● Exercise description
Copy the lines of the records below word for word, from the line containing "TARGET: mossy branch" through the end of the records, inclusive.
-- begin Data section --
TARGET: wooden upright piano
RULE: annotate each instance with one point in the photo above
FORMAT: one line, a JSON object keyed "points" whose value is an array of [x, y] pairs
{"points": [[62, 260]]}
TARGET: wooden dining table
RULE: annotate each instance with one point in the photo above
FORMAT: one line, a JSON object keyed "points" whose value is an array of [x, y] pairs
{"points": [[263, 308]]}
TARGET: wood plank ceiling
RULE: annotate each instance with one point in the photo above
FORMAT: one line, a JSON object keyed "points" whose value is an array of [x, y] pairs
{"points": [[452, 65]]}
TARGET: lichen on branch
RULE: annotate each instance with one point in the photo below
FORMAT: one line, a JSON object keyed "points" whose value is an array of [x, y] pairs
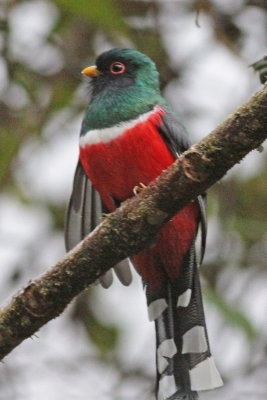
{"points": [[135, 224]]}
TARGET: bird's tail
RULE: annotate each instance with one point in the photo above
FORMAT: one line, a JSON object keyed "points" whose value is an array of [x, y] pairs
{"points": [[183, 357]]}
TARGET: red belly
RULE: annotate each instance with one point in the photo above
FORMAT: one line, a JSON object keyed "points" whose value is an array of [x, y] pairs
{"points": [[116, 167]]}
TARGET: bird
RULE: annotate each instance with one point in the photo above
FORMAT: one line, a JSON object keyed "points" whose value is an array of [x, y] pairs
{"points": [[129, 135]]}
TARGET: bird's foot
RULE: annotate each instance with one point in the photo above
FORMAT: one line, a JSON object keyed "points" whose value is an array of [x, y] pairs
{"points": [[138, 188]]}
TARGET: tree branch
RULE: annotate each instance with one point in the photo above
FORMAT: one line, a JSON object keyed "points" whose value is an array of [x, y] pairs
{"points": [[134, 225]]}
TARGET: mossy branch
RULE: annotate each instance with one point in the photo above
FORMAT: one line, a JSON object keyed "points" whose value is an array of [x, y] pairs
{"points": [[135, 224]]}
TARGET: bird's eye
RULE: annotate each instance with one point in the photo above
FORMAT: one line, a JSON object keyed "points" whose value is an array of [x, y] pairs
{"points": [[117, 68]]}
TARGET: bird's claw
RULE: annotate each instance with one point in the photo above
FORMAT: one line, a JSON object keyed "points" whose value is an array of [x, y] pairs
{"points": [[138, 188]]}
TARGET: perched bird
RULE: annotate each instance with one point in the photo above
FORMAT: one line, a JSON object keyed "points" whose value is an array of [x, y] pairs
{"points": [[129, 136]]}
-- end Data section --
● Task solution
TARGET: mossy branch
RULE: annotate each instance with one point in the photo above
FORMAT: one line, a JSON object keyed "points" whose value is an array of [x, y] pairs
{"points": [[135, 224]]}
TARGET: bird's eye
RULE: annotate each instance with one point in the photo above
FORMAT: one line, a JSON object keyed "points" whose value is an array of [x, y] pairs
{"points": [[117, 68]]}
TARGET: bird's claw
RULE: annotate each instance with one point in the photo above
FORMAT: one line, a JSON object keyed "points" whose value is an array of [x, y] pairs
{"points": [[138, 188]]}
TARGET: perched bird
RULE: annotate each instance with one point in the photo above
FORMAT: one line, a JSON object keyed "points" whose value is an array of [x, y] pairs
{"points": [[129, 136]]}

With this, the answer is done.